GIVEN TASK A:
In the piece on the RTLM trial, what sentences did the two Rwandan journalists and the third journalist receive?
GIVEN TASK B:
Please repeat the piece on the RTLM trial, starting with "Fatoumatta: The trial" and going on through "Hutus were murdered.", but swap "journalists" for "reporters".

SOURCE:
•••••

Alagi Yorro Jallow.
” If the media in this day and age uses their power to attack an ethnic group or racial group, they will have to face justice.” Former Chief Prosecutor of the United Nations International Criminal Tribunal For Rwanda (ICTR), Hassan Boubacar Jallow, told the global media following the guilty verdict to jail journalists for Radio Television Libre des Mille Collines (RTLM) for inciting the Rwandan genocide.
Fatoumatta: The trial of Radio Television Libre des Mille Collines (RTLM) journalists was historical in the media fraternity calling attention to what became known as the ” hate media” during the tragic period in the African country’s history. Some of the Gambia’s vernacular, national broadcasting F.M. radio stations and social media network channels, particularly on those social media streaming and WhatsApp network and other platforms on Facebook, are mild versions of the now-defunct Radio Television Libre des Mille Collines (RTLM). In addition, two Rwandan journalists have been sentenced to life in prison and a third to 35 years for their roles in fuelling the Rwandan 1994 genocide in which 800,000 Tutsis and Hutus were murdered.

•••••

LISTING:

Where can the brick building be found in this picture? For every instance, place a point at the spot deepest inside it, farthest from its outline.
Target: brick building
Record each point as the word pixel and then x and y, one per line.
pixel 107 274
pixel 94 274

•••••

FINISHED ANSWER A:
Two were sentenced to life in prison, and the third to 35 years.

FINISHED ANSWER B:
Fatoumatta: The trial of Radio Television Libre des Mille Collines (RTLM) reporters was historical in the media fraternity calling attention to what became known as the ” hate media” during the tragic period in the African country’s history. Some of the Gambia’s vernacular, national broadcasting F.M. radio stations and social media network channels, particularly on those social media streaming and WhatsApp network and other platforms on Facebook, are mild versions of the now-defunct Radio Television Libre des Mille Collines (RTLM). In addition, two Rwandan reporters have been sentenced to life in prison and a third to 35 years for their roles in fuelling the Rwandan 1994 genocide in which 800,000 Tutsis and Hutus were murdered.